--- START OF Raw records ---

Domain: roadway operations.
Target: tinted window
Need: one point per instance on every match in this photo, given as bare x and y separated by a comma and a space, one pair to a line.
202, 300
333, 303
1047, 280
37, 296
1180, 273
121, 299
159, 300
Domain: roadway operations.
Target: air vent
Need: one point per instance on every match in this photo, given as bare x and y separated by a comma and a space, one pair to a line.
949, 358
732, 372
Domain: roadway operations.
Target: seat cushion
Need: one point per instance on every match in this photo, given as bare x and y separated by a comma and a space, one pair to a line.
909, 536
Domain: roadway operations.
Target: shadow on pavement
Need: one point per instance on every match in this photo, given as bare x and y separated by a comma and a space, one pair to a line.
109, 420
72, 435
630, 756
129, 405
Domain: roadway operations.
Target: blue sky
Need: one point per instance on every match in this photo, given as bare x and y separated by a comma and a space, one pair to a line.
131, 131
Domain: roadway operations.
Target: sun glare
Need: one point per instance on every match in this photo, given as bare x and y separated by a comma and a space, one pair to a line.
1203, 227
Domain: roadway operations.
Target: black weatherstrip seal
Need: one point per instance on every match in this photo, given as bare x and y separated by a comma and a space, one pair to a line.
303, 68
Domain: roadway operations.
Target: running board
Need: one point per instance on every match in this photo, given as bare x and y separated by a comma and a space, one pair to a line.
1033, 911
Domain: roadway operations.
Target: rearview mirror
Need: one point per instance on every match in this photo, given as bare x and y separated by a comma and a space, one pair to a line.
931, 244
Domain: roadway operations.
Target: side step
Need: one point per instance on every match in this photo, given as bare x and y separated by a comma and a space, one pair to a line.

--- END OF Raw records ---

Task instructions:
Please pick out every line of the data above that contains the string "Target" and copy each one in full.

Task answer:
Target: tinted window
Target: air vent
Target: seat cushion
Target: shadow on pavement
Target: blue sky
Target: sun glare
Target: black weatherstrip seal
Target: running board
Target: rearview mirror
Target: side step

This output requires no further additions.